[Natural language region descriptions]
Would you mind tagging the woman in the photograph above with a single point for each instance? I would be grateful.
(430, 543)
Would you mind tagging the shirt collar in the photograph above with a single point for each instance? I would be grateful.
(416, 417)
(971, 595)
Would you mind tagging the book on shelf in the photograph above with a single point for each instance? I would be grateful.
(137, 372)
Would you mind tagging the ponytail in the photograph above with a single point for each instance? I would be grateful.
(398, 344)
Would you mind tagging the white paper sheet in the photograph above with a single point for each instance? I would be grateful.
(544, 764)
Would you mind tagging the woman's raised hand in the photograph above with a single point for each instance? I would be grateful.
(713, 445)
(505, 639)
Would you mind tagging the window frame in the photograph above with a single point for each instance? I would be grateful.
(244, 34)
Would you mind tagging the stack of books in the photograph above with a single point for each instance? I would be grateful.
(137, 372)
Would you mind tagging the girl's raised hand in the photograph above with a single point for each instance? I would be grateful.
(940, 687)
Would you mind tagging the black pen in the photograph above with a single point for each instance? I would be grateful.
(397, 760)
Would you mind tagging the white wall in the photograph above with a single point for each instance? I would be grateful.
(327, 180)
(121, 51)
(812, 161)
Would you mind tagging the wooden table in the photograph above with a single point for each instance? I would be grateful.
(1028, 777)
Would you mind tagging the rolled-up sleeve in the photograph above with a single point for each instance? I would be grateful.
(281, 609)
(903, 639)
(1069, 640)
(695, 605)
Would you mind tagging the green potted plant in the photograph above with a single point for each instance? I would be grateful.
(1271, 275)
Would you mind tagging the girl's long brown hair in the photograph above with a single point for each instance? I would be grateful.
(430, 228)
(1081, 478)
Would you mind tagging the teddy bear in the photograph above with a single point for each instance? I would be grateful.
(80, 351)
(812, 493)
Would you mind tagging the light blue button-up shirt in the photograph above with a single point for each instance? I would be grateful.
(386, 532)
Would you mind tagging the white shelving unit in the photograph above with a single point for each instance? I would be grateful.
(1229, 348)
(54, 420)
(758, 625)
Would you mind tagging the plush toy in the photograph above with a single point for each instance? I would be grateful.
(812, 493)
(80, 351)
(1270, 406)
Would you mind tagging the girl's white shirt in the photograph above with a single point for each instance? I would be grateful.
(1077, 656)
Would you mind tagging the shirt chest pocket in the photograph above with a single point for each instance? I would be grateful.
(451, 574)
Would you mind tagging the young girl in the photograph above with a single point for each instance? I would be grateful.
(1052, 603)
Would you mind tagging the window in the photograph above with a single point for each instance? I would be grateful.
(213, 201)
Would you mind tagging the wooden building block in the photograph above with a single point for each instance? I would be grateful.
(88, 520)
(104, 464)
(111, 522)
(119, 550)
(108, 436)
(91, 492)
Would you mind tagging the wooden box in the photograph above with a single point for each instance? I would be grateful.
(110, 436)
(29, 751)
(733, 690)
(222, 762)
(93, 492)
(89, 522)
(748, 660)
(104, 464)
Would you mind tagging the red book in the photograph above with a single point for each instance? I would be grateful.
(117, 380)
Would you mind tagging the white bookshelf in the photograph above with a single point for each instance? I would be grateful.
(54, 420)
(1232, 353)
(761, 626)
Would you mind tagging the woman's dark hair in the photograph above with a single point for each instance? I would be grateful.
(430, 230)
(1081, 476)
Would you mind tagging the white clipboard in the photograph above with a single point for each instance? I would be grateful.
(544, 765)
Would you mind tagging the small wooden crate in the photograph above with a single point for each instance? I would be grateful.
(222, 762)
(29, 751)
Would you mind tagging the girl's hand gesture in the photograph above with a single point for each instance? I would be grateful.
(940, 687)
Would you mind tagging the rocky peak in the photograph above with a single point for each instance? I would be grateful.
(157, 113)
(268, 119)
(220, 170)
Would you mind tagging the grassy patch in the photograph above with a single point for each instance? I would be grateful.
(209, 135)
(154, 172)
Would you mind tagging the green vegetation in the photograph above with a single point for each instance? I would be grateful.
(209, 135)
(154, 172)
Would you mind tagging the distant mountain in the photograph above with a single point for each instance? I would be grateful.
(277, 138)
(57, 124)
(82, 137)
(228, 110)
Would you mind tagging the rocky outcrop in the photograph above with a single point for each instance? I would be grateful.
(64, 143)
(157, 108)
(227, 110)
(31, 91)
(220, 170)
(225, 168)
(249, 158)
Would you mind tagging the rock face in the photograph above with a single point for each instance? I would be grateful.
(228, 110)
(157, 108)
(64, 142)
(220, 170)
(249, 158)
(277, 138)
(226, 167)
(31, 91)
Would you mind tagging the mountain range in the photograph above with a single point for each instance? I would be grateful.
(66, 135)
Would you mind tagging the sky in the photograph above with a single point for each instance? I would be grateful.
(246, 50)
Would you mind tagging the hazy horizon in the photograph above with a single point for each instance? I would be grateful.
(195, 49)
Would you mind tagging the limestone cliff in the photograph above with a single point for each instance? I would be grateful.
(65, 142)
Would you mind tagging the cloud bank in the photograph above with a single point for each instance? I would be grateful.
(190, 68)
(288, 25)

■ Exercise details:
Copy all the records above precisely.

■ Your solution:
Would you mind tagging the woman in the photograph above with a single point for each instance? I would be grateful.
(430, 543)
Would you mind tagging the shirt collar in the photograph above with a single point for each instance? I would be grateful.
(416, 417)
(971, 595)
Would you mind tagging the book on shelf in the photograph above with a single point for each instance? I would be grateful.
(137, 372)
Would you mind tagging the ponytail in the photograph above with a single point for each instance? I would be grateful.
(398, 344)
Would you mind tagging the white paper sheet in the photograph above with a single point for each instance? I would be grateful.
(544, 764)
Would you mind tagging the woman's raised hand in the photograph above with a single point for each instance? I would be grateful.
(713, 445)
(505, 639)
Would you mind tagging the window frame in the photograph above with a single point for each instance? I would be grateful.
(244, 34)
Would you mind tagging the stack of books in the photograph above with a single point for each instance? I would be grateful.
(137, 372)
Would you mind tagging the girl's raised hand in the photograph above with a single point for each instance? I would be grateful.
(940, 687)
Would you mind tagging the black pen in the photograph above with a single point for each instance? I would be grateful.
(397, 760)
Would you mind tagging the white wall in the photograph above with a single point for each instance? I would be grateful.
(327, 180)
(121, 51)
(812, 161)
Would you mind tagging the wooden table in the photograph above with a single point for each instance? I would be grateful.
(1028, 777)
Would you mind tagging the rolled-up sleeve in the photograph above with a single point for each instance? I would be grateful.
(281, 609)
(903, 639)
(1069, 640)
(695, 605)
Would you mind tagging the green potted plant in the photograph above with a single point for each instance? I would be grateful.
(1271, 275)
Would you mind tagging the girl's long brown hair in the photograph above with a single point for each instance? I would be grateful.
(430, 228)
(1081, 478)
Would you mind tagging the teddy bear in the photograph above with a single point for each instance? I would be grateful.
(80, 351)
(812, 493)
Would you mind tagging the light blue button-up shirt in the photograph above with a single point for each instance? I would be grateful.
(386, 532)
Would you mind tagging the white shelving unit in the photograph above with a single point for each instance? I would be grateful.
(1229, 348)
(54, 420)
(758, 625)
Would you mind tagging the plush toy in the photograph above with a single point for each instance? I would be grateful.
(812, 493)
(80, 351)
(1270, 406)
Would you mind tagging the girl's white shirt in the photograph above with a single point for each instance? I would be grateful.
(1077, 656)
Would you mind tagging the shirt chest pocket in the photograph above with a single point for each instance? I would be grateful.
(451, 574)
Would you mind tagging the young girl in the photograph above with a single point for each instance? I would be grateful.
(1052, 603)
Would you mind tagging the window in the photograph above with a single point for each instance? I would be grateful.
(213, 201)
Would you mind tagging the wooden building block in the photograph above with a single point for each instance? I would be grateful.
(88, 520)
(104, 464)
(111, 522)
(119, 550)
(108, 436)
(91, 492)
Would you mind tagging the wooden box in the photograph above with a single point for each instance? I would be grateful.
(110, 436)
(29, 751)
(733, 690)
(222, 762)
(93, 492)
(89, 522)
(748, 660)
(104, 464)
Would you mind tagging the red book in the photograph above with a single point for each instance? I would be grateful.
(117, 380)
Would you mind tagging the white bookshelf in the photograph above with a single point for each instance? I would be grateful.
(54, 420)
(1232, 353)
(761, 626)
Would you mind tagging the woman's dark hair in the photograph above with a single point for each instance? I would be grateful.
(430, 230)
(1081, 476)
Would you mind tagging the white clipboard in the photograph above with a single point for each instance? I would be grateful.
(544, 765)
Would you mind tagging the small wooden crate in the photograph above with a single point for each instance? I would be grateful.
(222, 762)
(29, 751)
Would you mind tagging the girl's hand gesture in the photograph above with a single point for each instance? I would be grateful.
(940, 687)
Would you mind tagging the rocky peak in the photograph above with a single point for each instance? I would be grateful.
(157, 113)
(268, 119)
(220, 170)
Would you mind tagging the grassy patch in the photograph above with a single point for each instance? I would be grateful.
(209, 135)
(154, 172)
Would you mind tagging the green vegetation in the photograph above with a single point for each instance? I would be grateful.
(209, 135)
(154, 172)
Would you mind tagging the distant mountain in the photograph above with a single point for each instance? I would be grateful.
(277, 138)
(57, 124)
(82, 137)
(228, 110)
Would you mind tagging the rocky outcrop in the photograph above with a single point for each instance? I would be grateful.
(64, 143)
(157, 108)
(227, 110)
(31, 91)
(220, 170)
(225, 168)
(249, 158)
Would you mind tagging the rock face in the photograph above with a single point for each instance? I would be grateful.
(228, 110)
(157, 108)
(64, 142)
(220, 170)
(249, 158)
(277, 138)
(226, 167)
(31, 91)
Would you mind tagging the mountain range in the photograph above with a single point for each instance? I would be grateful.
(66, 135)
Would you mind tagging the sky in the photograph above with a single point for each instance? I would be grateful.
(246, 50)
Would you mind tagging the hazy horizon in the photograph above with a single point for each instance? I would be grateful.
(195, 49)
Would you mind tagging the limestone cliff in the photograph above with a single point for each instance? I would be grateful.
(65, 142)
Would you mind tagging the cloud bank in the photograph above with a single point for each instance? I would be grateful.
(190, 68)
(288, 25)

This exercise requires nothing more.